## Stated goal a
From the court ruling given, list each claim or motion that a party brought.

## Given text
▼

Granting the Defendant's Motion to Dismiss Without Prejudice; Denying the Plaintiff's Motion for Sanctions


The plaintiff is an individual who entered into a Deed of Trust regarding residential real estate with the defendant, Flagstar Bank. The plaintiff satisfied the debt, and claims that the defendant is in breach of contract because it failed to subsequently surrender the original note. Further, the plaintiff claims that because the defendant sent the plaintiff the original note by regular mail, as opposed to a more reasonable means, and it went missing thereafter, the defendant engaged in negligence. The defendant has filed a motion to dismiss, and the plaintiff has filed a motion for sanctions. Because the plaintiff has not advanced a claim that is ripe for adjudication now, his claims are dismissed without prejudice, with the Court noting that if the harm materializes in the future, he may bring suit again within the applicable statute of limitations period. Further, because the defendant has not engaged in any bad faith in filing its meritorious motion to dismiss, the plaintiff's motion for sanctions is denied.

▲

## Information supplied
▼

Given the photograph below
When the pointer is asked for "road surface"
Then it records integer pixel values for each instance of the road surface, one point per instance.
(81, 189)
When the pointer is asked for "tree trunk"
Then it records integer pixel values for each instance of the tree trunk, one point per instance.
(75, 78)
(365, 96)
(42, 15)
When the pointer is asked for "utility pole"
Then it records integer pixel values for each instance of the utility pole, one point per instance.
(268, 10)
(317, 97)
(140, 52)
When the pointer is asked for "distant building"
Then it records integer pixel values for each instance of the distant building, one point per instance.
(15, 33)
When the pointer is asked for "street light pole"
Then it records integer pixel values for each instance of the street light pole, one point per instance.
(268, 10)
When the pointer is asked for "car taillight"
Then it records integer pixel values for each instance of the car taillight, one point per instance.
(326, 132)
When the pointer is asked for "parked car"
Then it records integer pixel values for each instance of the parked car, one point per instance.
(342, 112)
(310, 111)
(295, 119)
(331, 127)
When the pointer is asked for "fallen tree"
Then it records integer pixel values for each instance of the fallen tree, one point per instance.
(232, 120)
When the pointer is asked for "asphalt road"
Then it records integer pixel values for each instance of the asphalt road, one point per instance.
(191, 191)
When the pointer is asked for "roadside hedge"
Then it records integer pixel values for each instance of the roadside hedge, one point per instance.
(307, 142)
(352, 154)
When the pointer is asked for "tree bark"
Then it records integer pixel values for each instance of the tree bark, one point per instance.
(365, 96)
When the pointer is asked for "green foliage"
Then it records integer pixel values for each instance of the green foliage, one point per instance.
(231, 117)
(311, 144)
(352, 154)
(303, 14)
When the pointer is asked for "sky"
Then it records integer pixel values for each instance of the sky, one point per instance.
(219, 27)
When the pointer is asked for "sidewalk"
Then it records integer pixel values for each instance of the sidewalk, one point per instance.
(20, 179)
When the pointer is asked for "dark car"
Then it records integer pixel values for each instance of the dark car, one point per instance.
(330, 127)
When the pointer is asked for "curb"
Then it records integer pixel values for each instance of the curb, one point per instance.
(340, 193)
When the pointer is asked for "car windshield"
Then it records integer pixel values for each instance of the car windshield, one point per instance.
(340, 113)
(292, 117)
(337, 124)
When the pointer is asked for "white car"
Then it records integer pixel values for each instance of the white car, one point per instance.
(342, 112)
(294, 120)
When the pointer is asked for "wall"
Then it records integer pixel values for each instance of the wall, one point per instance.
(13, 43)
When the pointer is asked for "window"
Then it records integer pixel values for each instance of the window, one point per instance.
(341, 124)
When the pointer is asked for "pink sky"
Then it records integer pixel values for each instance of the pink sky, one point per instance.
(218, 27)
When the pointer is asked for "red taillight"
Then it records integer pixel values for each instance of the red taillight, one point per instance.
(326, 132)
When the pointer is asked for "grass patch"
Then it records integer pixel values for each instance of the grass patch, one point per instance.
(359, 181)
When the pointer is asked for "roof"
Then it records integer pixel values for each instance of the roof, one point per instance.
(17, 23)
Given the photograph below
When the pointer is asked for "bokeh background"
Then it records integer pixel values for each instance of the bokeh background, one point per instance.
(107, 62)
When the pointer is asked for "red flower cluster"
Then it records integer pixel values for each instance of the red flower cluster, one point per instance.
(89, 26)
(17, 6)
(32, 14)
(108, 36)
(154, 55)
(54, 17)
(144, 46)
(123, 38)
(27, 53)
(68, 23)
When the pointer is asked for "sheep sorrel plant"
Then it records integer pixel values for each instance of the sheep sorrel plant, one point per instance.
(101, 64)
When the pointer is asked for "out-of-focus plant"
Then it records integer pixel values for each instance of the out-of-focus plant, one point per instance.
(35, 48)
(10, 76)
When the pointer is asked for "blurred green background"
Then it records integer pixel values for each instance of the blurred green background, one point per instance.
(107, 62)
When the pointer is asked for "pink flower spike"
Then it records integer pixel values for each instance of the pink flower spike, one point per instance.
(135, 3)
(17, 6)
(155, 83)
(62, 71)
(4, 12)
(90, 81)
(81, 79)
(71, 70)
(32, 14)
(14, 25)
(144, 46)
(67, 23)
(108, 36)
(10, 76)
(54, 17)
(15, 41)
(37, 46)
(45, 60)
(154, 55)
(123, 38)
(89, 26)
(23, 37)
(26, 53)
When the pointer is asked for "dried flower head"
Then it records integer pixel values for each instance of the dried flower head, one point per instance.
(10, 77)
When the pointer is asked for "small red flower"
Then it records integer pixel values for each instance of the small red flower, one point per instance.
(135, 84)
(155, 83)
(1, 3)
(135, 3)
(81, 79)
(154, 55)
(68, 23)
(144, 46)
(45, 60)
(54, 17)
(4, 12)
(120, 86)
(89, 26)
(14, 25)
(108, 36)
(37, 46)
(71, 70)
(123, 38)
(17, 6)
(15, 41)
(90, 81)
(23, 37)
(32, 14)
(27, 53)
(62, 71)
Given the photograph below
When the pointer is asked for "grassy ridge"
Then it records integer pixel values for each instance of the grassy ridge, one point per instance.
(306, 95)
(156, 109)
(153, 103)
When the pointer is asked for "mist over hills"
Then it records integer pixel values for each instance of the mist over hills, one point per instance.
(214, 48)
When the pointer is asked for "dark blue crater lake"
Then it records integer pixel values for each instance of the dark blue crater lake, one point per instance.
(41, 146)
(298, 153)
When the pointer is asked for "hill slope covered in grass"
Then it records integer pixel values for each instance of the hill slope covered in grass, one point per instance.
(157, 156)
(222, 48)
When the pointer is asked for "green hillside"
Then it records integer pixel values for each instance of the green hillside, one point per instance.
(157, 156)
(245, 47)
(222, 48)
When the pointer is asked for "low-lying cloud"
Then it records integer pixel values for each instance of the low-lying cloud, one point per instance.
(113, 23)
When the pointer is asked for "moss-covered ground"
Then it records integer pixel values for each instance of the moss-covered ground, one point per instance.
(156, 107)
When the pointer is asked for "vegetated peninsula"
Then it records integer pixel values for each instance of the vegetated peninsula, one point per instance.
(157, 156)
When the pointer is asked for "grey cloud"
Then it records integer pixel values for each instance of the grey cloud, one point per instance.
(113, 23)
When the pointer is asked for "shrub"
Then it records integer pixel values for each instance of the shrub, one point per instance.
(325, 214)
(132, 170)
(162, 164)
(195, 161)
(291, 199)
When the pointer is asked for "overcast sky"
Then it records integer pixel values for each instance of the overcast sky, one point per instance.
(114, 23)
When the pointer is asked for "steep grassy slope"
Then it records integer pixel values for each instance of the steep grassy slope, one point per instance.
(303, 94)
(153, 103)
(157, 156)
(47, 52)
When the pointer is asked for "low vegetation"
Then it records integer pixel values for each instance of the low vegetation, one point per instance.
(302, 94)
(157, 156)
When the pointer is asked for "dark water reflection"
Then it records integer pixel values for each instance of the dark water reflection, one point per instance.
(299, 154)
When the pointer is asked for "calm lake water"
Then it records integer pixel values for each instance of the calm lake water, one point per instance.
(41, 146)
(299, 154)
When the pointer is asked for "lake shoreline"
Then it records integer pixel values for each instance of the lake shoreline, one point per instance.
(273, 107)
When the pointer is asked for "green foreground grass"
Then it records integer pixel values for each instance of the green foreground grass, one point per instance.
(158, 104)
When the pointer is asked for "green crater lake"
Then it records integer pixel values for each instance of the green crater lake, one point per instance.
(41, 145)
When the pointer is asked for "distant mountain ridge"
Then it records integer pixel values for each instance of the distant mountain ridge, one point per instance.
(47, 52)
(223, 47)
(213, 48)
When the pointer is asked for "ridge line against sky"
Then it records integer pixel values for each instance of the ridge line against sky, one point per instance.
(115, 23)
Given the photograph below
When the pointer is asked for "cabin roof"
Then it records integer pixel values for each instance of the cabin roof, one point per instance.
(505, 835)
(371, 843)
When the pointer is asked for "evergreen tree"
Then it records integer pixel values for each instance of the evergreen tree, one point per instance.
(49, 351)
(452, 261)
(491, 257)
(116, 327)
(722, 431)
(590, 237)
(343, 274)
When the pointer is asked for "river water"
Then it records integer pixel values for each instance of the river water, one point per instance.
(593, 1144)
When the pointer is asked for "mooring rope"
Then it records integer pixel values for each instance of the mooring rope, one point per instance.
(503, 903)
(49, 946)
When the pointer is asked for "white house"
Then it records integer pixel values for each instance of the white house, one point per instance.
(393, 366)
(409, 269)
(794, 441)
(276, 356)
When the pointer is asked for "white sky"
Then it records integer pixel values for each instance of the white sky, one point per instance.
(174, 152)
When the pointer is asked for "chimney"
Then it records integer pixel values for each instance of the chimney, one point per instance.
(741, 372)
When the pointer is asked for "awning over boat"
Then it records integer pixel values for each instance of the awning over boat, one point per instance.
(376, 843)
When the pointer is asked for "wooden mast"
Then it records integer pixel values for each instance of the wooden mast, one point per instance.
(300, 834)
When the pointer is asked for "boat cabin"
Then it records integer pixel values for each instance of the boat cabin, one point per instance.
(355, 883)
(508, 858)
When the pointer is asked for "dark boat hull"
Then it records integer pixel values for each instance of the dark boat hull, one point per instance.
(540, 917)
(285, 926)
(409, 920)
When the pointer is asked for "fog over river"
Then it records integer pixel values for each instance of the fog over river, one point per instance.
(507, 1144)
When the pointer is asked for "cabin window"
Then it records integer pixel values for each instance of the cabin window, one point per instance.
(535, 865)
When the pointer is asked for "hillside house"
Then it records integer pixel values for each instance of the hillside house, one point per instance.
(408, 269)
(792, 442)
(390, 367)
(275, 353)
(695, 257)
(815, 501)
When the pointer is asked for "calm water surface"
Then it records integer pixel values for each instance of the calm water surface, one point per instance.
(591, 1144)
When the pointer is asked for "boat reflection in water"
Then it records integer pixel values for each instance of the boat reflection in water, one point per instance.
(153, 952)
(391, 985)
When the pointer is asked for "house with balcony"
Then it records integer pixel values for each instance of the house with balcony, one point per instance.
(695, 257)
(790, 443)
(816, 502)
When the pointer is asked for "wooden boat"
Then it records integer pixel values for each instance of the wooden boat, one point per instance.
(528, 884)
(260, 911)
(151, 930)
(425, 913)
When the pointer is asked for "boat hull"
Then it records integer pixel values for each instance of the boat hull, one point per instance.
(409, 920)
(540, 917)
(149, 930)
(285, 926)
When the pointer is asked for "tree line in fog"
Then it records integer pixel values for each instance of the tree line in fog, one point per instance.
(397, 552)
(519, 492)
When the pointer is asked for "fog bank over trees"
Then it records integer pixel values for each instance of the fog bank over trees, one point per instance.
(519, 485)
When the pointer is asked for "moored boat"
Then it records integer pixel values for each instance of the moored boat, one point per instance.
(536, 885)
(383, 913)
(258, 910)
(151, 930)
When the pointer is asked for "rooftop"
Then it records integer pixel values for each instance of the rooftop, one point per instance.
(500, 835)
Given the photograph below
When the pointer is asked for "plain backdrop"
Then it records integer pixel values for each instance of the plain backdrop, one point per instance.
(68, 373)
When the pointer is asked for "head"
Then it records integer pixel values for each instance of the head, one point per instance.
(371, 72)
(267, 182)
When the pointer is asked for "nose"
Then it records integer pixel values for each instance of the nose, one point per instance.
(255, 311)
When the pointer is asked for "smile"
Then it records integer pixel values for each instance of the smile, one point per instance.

▲

## Stated goal b
Count the lines of the records that contain the string "mist". Reply with the number alone.

## Task output a
- Breach of contract (the plaintiff's claim)
- Negligence (the plaintiff's claim)
- Motion to dismiss (filed by the defendant)
- Motion for sanctions (filed by the plaintiff)

## Task output b
2